What is asked: How many lines in the rows below contain the string "sleeve"? Matching is case-sensitive, so reply with the number alone.

Dataset records:

##########

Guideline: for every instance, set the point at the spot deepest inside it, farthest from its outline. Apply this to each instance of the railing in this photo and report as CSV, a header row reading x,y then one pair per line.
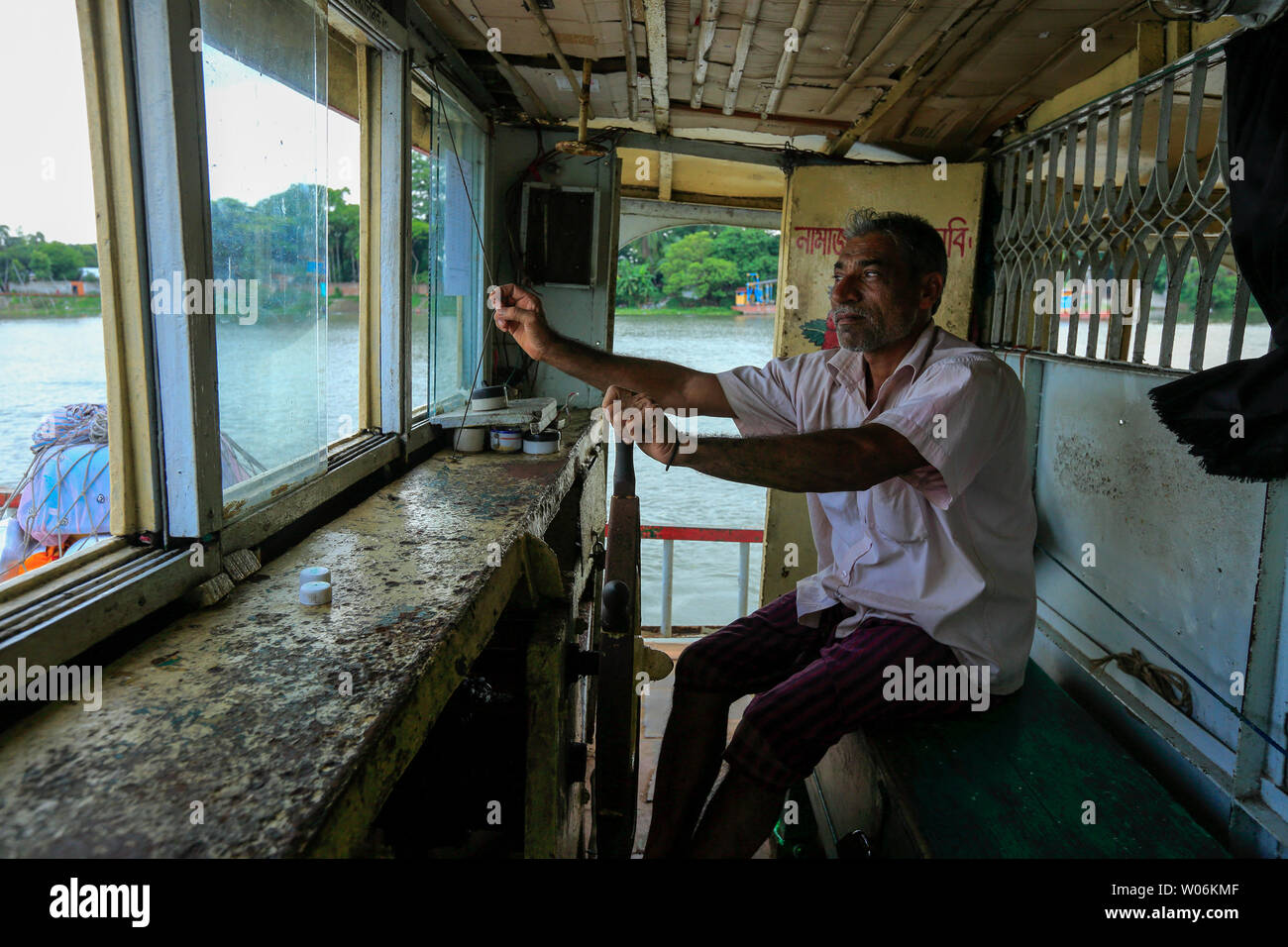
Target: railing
x,y
700,534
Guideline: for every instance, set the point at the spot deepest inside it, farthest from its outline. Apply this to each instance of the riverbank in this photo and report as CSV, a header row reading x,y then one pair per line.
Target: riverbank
x,y
50,307
721,311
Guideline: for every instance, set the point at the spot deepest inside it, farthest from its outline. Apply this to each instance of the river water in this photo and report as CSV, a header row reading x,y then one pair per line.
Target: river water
x,y
704,583
58,361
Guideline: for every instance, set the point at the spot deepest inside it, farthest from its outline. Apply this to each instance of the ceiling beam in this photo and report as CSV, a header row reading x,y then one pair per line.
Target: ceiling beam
x,y
787,60
528,99
644,193
428,40
631,63
703,213
1057,55
906,18
707,35
691,46
987,38
853,37
655,30
574,78
739,54
724,151
952,27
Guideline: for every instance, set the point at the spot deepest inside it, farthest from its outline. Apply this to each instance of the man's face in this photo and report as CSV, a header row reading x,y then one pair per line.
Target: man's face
x,y
875,299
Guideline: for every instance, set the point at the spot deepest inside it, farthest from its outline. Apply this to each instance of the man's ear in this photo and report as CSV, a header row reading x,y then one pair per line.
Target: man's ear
x,y
931,290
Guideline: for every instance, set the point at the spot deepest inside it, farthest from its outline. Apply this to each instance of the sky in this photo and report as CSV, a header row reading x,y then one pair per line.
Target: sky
x,y
266,131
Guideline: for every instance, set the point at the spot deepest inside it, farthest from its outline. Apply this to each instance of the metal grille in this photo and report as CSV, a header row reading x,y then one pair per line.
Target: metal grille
x,y
1132,187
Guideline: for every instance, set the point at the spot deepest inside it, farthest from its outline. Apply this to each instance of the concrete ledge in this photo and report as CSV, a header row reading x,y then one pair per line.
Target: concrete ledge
x,y
241,711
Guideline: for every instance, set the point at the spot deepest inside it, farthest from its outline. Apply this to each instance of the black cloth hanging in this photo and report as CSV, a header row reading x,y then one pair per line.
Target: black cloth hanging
x,y
1202,408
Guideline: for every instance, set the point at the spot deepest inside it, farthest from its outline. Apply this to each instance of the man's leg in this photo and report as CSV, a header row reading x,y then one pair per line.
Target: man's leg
x,y
687,767
786,731
747,656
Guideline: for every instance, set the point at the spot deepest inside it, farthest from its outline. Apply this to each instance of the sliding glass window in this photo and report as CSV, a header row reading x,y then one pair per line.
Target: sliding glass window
x,y
265,71
55,491
449,205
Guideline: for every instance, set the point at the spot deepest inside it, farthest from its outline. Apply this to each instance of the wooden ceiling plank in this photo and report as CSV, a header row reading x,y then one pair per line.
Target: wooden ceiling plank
x,y
787,60
907,17
544,26
739,56
655,31
631,63
1057,55
853,37
918,62
707,35
523,91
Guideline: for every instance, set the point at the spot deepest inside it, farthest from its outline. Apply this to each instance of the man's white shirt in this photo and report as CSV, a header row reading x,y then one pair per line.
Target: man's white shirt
x,y
947,547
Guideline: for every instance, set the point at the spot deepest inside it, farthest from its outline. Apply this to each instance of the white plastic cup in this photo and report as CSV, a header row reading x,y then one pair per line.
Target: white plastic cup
x,y
469,440
314,574
316,594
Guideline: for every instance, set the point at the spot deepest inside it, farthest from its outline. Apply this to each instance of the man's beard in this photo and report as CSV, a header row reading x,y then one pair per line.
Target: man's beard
x,y
870,334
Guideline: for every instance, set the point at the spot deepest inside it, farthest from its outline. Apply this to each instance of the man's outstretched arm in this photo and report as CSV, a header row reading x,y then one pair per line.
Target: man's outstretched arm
x,y
519,313
819,462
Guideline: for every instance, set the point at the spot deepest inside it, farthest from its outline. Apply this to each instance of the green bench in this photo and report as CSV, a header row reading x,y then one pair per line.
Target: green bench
x,y
1010,783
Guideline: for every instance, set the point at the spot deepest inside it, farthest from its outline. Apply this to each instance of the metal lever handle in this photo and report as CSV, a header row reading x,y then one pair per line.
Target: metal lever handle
x,y
614,607
623,471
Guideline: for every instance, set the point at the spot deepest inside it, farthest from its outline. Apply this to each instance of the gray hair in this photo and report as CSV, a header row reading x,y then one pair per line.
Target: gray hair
x,y
918,241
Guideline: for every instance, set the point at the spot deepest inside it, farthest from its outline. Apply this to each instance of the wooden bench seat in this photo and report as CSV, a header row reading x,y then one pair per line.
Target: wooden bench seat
x,y
1014,781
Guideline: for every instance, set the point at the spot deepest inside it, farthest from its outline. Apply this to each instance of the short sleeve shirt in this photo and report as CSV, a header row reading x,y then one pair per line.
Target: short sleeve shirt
x,y
947,547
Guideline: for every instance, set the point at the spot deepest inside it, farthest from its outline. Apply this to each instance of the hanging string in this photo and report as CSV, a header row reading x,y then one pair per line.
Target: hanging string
x,y
478,236
1166,654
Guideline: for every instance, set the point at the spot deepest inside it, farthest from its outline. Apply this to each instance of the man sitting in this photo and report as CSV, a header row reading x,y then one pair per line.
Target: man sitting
x,y
910,446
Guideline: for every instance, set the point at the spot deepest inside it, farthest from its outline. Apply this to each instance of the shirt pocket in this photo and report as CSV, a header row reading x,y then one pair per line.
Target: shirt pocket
x,y
898,512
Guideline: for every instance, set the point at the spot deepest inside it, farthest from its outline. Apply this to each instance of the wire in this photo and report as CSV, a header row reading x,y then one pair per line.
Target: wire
x,y
478,236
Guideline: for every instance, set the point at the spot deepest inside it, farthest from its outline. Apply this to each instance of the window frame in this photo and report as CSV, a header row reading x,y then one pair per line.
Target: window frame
x,y
147,124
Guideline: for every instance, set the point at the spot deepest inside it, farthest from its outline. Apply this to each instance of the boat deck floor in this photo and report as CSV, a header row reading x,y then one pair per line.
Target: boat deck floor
x,y
656,710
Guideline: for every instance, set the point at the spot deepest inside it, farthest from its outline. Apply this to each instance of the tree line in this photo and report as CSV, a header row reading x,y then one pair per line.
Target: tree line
x,y
699,264
31,258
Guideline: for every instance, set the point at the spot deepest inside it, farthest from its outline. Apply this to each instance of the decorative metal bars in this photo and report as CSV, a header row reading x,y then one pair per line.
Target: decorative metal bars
x,y
1127,195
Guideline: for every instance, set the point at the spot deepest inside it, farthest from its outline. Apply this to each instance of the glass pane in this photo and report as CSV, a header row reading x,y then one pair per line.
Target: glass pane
x,y
342,277
421,201
54,489
267,144
456,283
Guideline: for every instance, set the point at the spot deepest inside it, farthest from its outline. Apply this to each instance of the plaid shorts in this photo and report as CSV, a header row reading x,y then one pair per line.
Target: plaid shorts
x,y
810,689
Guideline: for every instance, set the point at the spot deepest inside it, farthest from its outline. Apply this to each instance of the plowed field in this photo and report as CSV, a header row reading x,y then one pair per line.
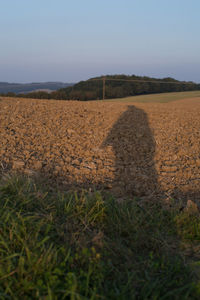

##########

Problem solution: 2